* _Supplied records_:

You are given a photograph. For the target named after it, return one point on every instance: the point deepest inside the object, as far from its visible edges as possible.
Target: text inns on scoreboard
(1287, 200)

---

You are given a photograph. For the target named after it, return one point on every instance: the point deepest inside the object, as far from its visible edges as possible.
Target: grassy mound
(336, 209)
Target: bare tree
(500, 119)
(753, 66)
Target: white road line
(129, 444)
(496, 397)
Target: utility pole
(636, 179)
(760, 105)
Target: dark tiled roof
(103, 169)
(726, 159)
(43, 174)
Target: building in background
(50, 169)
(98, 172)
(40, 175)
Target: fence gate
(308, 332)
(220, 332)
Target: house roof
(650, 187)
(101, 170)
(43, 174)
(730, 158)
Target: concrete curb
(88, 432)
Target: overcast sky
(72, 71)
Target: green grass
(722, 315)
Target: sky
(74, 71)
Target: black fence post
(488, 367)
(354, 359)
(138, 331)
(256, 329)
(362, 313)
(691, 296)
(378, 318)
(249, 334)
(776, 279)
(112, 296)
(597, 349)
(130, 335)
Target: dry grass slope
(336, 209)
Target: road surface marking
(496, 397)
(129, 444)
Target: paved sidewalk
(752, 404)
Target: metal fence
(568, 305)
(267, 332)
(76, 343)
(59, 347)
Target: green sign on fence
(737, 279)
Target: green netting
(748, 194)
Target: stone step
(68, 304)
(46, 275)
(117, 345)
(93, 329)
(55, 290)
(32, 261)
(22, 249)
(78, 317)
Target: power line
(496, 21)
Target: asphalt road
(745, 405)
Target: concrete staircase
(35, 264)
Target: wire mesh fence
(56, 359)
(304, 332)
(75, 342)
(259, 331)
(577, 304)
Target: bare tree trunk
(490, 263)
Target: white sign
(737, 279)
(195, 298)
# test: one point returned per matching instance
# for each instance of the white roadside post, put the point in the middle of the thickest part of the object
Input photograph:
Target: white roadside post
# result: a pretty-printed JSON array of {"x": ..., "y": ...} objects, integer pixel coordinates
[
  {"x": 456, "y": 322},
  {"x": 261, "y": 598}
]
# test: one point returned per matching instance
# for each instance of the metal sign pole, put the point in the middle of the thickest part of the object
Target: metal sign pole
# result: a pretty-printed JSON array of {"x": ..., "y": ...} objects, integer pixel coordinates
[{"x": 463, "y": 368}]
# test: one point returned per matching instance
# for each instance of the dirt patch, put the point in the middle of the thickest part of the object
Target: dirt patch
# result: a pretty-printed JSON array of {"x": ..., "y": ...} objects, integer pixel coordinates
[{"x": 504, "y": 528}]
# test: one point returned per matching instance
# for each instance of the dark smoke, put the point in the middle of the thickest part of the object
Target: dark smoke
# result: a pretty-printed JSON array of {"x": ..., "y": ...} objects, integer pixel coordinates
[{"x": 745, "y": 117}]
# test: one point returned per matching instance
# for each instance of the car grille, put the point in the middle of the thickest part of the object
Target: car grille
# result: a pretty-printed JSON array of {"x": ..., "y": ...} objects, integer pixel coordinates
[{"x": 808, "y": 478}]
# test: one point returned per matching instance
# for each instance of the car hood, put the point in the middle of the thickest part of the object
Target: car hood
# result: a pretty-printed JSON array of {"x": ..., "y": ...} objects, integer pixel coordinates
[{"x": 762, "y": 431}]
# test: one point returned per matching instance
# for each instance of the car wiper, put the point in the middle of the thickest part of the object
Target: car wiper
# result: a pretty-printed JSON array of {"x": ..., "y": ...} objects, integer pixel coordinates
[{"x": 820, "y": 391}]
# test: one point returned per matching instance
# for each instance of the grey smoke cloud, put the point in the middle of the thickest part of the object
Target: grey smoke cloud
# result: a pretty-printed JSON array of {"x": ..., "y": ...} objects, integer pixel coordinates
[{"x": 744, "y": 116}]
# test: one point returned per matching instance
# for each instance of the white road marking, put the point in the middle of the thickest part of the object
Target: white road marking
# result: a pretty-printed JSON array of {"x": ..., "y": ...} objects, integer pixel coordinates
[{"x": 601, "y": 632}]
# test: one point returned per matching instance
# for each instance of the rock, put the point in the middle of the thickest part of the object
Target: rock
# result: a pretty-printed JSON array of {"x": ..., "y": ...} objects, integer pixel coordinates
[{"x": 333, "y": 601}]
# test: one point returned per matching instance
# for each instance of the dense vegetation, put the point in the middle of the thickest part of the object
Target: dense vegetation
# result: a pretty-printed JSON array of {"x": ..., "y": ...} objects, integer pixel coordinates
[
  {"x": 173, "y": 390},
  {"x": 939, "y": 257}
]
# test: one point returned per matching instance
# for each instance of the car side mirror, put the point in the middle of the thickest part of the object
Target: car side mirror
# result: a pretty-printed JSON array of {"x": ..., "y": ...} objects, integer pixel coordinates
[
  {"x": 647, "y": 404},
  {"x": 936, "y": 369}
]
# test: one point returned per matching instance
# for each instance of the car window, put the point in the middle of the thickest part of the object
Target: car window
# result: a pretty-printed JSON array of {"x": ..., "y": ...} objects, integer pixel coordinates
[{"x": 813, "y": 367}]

---

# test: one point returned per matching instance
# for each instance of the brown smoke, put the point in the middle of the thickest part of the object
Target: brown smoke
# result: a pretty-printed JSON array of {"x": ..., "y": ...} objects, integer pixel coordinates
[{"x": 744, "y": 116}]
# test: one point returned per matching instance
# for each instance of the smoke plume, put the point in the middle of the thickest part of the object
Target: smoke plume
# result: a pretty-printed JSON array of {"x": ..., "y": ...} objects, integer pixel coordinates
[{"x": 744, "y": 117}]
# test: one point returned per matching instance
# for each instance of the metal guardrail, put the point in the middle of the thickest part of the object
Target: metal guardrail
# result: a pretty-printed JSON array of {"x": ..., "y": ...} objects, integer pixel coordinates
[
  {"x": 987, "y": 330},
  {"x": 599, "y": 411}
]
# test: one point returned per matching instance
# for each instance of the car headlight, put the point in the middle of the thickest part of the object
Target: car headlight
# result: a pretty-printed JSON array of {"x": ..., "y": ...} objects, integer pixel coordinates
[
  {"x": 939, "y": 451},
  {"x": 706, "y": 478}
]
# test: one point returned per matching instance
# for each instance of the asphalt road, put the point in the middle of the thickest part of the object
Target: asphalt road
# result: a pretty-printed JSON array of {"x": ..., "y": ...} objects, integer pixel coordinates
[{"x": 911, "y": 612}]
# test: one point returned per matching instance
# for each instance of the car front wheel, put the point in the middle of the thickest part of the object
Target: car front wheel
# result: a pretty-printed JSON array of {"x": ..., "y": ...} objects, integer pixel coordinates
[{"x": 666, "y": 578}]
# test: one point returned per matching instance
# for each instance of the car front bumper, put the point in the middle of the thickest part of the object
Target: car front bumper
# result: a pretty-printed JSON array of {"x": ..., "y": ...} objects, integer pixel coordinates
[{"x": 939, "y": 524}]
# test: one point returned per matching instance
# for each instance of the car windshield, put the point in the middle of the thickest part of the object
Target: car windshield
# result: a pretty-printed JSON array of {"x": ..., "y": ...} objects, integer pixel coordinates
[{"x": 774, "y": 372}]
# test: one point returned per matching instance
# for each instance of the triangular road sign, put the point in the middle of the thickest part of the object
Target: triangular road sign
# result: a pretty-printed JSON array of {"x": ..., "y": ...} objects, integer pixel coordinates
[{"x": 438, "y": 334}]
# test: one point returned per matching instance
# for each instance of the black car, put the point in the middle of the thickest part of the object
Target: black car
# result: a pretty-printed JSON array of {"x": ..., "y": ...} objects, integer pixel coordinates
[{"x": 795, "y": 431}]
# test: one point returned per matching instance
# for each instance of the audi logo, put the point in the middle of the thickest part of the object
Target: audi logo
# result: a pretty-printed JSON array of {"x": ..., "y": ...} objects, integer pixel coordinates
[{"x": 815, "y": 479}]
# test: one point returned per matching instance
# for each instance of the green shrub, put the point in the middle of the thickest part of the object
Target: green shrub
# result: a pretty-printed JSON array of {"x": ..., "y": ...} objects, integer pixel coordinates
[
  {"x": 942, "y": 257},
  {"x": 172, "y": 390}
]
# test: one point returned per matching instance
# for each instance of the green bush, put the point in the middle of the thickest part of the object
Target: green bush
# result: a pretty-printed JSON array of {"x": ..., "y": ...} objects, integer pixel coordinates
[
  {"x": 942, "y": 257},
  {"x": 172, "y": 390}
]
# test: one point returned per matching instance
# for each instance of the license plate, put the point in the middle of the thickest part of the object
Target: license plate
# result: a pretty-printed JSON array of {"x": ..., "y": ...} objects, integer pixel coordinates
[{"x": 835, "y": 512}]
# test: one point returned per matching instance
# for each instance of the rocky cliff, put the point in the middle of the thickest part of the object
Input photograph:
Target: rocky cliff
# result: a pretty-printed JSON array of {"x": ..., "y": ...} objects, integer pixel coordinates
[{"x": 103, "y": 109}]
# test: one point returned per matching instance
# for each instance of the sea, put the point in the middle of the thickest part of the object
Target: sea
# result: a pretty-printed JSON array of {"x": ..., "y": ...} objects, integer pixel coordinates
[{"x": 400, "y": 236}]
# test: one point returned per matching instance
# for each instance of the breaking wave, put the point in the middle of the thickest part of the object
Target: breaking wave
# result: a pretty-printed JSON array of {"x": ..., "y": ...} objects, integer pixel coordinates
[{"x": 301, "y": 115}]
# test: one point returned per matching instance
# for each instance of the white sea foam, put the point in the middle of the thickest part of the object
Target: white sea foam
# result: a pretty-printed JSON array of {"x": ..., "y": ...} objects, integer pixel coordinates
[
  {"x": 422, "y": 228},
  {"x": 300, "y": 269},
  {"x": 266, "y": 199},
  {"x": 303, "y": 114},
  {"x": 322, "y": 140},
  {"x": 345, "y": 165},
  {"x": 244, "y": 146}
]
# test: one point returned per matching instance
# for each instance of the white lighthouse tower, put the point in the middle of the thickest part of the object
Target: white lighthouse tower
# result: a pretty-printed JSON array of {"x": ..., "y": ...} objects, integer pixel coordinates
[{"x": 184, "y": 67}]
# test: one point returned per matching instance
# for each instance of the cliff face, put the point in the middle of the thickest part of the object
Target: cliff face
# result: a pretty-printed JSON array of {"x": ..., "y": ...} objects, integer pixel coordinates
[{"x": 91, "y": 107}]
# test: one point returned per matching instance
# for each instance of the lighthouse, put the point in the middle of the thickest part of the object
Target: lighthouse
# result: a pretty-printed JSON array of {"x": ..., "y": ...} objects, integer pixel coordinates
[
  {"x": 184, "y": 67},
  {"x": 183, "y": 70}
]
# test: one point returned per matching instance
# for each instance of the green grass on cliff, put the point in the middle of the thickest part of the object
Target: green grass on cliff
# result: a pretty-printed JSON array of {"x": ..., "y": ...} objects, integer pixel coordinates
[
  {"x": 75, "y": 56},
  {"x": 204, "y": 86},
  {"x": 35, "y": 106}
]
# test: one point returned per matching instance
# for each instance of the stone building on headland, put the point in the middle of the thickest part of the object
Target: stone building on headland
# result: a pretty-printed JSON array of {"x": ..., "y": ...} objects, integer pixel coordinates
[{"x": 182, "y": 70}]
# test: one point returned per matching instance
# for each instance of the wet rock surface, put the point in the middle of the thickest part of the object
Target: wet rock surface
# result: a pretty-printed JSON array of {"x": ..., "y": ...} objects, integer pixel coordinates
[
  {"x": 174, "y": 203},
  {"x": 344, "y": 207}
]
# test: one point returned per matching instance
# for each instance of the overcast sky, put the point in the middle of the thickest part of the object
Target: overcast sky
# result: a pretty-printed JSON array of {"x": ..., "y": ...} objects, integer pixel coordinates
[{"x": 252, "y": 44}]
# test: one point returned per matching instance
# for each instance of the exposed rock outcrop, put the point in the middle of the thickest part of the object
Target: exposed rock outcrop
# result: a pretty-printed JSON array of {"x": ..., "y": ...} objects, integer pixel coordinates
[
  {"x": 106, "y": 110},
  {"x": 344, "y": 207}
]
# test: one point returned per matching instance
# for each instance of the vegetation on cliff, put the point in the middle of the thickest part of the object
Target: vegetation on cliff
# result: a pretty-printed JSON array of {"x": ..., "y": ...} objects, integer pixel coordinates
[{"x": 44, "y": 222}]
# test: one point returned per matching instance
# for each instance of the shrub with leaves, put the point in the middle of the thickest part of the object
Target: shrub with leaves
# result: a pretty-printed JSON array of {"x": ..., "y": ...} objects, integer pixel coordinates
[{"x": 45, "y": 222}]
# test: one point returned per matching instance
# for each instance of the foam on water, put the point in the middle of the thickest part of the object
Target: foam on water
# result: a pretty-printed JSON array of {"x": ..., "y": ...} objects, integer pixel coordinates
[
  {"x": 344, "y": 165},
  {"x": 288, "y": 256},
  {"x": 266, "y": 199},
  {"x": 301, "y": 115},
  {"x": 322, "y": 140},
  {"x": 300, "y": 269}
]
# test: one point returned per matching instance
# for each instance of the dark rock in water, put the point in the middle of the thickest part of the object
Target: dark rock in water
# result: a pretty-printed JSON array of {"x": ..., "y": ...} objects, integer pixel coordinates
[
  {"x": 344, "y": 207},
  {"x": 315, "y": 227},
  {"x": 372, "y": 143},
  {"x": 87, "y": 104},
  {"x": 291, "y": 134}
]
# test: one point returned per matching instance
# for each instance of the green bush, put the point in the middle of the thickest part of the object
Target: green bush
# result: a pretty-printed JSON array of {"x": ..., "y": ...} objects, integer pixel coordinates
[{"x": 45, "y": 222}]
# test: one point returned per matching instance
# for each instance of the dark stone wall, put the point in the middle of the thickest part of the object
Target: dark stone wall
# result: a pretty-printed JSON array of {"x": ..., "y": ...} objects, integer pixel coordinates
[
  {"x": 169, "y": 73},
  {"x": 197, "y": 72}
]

* _The task_:
Extract every line of the material above that contains the string "sign".

* _Finished task_:
Target: green sign on fence
Target: white sign
# for each instance of the metal sign pole, put the point in the middle of the thickest part of the object
Target: metal sign pole
# for each instance of the triangular road sign, put the point in the middle of the thickest part of the object
Target: triangular road sign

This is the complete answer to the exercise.